▸ AIM OF THE TASK
Which lines in the material below contain the string "background"? Copy each one, treating uppercase and lowercase as different.

--- start DATA EXTRACT ---

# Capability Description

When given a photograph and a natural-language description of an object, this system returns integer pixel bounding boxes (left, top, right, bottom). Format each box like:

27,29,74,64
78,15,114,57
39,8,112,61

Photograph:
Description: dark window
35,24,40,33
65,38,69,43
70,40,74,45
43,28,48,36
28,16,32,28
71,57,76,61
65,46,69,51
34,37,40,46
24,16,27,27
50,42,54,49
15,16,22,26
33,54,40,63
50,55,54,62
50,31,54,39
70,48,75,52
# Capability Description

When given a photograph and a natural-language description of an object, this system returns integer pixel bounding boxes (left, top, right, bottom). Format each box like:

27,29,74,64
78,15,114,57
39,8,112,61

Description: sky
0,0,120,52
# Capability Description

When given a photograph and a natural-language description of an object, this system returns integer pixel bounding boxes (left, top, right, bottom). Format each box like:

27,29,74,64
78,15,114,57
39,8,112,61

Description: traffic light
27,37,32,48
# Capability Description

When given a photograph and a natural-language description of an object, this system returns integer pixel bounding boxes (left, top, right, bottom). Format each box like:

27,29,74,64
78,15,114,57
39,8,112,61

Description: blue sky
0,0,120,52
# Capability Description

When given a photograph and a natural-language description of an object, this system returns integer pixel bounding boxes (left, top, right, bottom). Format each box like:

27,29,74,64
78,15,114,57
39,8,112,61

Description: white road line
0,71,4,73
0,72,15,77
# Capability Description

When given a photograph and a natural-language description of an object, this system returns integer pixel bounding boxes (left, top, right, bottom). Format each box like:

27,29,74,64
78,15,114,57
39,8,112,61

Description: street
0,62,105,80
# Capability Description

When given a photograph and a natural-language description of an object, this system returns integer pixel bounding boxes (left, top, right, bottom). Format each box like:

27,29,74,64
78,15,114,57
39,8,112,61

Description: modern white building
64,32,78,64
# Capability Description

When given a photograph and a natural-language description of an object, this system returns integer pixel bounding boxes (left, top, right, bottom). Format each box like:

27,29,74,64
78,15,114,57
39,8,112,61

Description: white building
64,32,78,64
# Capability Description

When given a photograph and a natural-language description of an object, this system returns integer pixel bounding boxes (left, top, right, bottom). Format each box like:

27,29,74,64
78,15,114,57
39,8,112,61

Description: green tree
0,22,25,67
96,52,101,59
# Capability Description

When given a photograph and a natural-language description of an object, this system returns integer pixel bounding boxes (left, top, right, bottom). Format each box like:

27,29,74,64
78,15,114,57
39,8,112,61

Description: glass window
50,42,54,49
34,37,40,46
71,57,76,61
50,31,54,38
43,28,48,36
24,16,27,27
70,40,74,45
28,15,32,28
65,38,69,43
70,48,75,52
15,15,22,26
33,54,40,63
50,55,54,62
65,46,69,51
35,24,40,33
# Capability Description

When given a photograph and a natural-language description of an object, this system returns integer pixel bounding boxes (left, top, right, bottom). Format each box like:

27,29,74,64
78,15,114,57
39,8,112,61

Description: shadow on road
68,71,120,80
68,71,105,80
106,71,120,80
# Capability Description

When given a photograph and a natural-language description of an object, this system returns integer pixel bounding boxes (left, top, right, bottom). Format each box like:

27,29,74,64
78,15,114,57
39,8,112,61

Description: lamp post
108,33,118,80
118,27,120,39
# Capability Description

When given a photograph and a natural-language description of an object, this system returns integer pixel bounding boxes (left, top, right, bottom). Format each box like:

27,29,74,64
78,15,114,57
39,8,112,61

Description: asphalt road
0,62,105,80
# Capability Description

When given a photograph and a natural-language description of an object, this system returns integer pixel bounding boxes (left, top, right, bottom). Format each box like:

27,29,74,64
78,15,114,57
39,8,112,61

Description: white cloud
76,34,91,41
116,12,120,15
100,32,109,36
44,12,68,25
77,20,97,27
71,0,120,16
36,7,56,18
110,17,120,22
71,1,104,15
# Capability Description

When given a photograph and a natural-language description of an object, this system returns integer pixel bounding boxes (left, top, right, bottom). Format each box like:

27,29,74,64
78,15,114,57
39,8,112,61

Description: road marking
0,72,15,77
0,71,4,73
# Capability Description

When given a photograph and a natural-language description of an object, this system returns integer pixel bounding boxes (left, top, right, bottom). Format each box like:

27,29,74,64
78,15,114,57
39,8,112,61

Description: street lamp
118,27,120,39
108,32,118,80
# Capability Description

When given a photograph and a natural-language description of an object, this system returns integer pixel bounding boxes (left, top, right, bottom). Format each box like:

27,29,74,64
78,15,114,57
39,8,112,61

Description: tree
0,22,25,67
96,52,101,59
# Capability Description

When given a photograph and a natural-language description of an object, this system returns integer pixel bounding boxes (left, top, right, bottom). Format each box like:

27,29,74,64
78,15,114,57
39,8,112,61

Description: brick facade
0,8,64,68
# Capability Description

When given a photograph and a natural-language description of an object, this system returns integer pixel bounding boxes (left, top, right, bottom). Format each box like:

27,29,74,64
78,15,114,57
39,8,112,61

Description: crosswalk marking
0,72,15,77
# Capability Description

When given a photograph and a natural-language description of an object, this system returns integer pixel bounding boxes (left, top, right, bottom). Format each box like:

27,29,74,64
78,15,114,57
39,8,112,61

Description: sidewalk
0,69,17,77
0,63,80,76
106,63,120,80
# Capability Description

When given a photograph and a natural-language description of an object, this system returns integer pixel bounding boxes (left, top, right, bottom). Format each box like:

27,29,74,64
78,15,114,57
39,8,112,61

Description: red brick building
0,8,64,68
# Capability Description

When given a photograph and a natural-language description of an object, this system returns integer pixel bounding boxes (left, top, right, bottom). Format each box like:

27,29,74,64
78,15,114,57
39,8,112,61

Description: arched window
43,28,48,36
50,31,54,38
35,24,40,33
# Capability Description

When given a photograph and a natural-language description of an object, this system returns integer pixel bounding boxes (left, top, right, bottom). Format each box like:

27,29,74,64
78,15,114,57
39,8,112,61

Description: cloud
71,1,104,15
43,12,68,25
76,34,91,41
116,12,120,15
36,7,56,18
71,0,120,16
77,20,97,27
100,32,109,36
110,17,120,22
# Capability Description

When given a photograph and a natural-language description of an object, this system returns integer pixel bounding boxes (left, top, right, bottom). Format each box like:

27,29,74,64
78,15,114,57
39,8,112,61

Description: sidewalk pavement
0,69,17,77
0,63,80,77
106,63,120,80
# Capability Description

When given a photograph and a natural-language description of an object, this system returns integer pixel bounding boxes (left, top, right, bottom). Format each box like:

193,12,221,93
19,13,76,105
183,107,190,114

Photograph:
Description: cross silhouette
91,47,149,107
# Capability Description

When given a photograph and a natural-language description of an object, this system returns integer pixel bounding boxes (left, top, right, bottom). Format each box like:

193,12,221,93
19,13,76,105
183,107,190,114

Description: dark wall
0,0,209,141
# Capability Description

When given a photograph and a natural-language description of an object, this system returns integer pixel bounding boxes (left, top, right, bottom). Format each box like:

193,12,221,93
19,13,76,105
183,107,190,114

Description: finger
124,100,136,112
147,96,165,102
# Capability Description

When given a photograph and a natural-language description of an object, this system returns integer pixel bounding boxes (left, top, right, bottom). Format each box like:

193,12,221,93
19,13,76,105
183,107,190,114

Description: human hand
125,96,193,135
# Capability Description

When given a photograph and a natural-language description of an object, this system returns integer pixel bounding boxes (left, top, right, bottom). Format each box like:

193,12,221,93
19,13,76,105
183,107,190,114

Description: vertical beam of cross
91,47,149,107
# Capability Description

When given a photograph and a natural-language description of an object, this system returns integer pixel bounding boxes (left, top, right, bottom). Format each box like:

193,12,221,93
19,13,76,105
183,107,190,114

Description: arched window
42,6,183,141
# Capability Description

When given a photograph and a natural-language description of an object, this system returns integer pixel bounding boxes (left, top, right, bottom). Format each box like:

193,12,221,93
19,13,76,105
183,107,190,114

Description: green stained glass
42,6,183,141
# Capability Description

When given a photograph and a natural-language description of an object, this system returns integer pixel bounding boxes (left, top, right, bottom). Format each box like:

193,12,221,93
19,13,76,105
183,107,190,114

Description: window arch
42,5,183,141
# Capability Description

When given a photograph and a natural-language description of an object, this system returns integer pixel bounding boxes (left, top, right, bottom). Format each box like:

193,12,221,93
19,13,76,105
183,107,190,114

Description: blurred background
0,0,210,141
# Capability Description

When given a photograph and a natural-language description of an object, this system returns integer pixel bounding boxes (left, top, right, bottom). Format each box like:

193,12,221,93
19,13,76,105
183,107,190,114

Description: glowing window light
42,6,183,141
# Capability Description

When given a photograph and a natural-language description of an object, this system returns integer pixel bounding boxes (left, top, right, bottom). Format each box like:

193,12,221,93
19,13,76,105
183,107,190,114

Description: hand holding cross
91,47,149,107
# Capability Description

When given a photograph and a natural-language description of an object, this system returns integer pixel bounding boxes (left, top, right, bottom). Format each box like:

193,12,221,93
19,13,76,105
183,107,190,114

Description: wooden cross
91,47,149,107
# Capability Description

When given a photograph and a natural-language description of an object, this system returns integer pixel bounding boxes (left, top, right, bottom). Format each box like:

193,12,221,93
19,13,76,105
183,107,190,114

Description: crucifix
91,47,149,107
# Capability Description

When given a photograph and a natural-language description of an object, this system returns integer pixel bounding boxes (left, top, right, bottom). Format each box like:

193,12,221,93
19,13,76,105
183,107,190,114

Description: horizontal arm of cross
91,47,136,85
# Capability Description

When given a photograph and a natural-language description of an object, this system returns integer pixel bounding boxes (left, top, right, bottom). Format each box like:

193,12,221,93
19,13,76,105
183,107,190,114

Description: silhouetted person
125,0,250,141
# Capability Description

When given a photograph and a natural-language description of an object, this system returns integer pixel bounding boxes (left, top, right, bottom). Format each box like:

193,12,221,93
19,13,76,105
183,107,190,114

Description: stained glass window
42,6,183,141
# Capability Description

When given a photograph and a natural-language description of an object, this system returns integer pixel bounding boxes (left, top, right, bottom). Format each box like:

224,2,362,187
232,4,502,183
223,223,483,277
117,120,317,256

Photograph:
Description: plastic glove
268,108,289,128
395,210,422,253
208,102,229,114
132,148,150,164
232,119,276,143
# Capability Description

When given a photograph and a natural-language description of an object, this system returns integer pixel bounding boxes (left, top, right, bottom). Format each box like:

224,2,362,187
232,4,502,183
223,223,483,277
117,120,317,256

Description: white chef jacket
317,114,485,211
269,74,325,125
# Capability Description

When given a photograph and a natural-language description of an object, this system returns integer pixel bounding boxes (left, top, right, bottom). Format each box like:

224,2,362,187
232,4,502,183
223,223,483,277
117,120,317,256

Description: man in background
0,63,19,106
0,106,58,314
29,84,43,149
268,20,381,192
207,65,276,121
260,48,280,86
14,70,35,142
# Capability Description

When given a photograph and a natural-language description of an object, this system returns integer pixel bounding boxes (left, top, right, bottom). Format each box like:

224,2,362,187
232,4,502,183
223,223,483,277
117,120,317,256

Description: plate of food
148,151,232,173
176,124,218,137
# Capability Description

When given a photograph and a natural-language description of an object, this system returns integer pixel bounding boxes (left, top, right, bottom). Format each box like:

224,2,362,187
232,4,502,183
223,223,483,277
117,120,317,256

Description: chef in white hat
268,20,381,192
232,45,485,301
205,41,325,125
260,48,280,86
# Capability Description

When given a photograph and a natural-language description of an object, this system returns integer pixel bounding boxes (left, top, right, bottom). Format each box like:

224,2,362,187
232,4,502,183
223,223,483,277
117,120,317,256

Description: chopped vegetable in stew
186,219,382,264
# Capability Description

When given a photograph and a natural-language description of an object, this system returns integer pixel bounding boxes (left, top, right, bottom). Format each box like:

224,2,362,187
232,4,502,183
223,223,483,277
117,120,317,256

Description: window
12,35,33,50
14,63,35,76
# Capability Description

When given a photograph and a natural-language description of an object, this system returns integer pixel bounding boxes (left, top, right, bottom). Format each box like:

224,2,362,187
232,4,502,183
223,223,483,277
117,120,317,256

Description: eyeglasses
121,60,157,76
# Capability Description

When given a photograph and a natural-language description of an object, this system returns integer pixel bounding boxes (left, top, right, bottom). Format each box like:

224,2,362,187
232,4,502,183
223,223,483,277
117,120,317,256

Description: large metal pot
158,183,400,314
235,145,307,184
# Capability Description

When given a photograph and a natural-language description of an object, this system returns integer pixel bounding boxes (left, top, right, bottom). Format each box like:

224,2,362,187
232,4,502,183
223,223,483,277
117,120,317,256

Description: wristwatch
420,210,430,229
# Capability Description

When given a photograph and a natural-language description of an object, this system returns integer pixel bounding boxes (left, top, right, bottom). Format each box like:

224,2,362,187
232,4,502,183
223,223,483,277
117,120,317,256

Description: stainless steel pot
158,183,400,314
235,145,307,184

--- end DATA EXTRACT ---

▸ ANSWER TO THIS EXERCISE
Description: blurred background
Description: man in background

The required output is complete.